Repeat nothing but the lines below running from the one containing "For every <instance>" to the one containing "negative clicks: (391, 39)". Keep both end lines.

┌──

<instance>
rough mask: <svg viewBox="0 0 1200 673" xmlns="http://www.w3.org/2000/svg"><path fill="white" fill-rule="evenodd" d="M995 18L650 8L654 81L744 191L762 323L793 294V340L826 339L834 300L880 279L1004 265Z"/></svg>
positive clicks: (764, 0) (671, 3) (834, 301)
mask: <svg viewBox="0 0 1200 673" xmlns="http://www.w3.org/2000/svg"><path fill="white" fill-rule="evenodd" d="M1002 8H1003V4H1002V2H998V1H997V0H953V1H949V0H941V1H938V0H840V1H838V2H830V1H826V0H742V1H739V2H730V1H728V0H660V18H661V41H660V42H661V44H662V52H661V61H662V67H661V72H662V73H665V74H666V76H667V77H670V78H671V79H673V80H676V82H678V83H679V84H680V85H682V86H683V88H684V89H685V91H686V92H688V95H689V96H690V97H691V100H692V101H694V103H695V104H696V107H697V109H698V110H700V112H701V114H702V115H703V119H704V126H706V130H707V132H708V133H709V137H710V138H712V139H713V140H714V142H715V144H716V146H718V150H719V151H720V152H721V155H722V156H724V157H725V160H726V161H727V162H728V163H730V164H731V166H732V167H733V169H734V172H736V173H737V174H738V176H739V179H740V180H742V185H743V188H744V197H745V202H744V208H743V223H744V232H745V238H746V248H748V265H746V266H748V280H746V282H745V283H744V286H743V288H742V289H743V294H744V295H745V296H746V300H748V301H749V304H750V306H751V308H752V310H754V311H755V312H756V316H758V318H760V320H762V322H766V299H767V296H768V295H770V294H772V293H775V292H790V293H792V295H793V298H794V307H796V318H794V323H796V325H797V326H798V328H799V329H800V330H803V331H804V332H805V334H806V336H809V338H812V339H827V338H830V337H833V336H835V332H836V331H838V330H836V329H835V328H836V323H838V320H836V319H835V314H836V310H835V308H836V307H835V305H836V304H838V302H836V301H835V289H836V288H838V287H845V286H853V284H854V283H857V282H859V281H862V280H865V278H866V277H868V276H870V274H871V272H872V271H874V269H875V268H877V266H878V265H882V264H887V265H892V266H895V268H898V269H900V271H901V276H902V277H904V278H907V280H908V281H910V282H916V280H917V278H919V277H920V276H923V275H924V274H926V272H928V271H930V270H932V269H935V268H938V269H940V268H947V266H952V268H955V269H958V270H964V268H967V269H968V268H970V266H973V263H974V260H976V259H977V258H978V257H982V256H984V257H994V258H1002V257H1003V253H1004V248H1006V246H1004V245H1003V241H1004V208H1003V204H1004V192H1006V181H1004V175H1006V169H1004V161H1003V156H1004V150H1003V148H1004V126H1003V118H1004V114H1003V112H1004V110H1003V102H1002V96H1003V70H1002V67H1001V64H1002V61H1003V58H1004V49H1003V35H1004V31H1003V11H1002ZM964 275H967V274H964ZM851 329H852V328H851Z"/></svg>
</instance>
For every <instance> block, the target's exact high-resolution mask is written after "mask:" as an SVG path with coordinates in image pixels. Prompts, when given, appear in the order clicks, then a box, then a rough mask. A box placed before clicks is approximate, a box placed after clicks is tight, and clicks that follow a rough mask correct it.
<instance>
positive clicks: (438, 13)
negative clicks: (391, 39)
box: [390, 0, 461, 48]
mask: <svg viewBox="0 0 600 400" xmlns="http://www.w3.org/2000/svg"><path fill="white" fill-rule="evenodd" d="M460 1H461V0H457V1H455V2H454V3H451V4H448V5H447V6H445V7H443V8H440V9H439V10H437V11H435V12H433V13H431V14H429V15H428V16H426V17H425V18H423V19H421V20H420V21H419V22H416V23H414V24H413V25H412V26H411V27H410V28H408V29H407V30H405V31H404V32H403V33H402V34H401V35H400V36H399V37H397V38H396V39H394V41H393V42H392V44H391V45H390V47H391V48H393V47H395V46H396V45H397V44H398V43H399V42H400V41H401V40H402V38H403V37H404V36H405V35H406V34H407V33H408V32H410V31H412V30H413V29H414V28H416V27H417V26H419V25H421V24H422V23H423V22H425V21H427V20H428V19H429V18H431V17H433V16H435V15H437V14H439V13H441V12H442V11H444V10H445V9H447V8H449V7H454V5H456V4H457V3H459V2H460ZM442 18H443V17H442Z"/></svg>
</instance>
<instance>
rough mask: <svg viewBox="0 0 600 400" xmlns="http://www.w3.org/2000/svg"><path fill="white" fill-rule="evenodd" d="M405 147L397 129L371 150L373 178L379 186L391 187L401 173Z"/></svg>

└──

- WRITTEN RESPONSE
For every <instance> block, the target's exact high-resolution mask is written after "mask:" as an SVG path with coordinates in image pixels. Prompts, when given, appear in the order clicks, then a box, then a rough mask. A box placed before clicks is approximate, a box placed after clicks is tight, and clicks that follow a rough mask correct it.
<instance>
positive clicks: (438, 13)
negative clicks: (391, 39)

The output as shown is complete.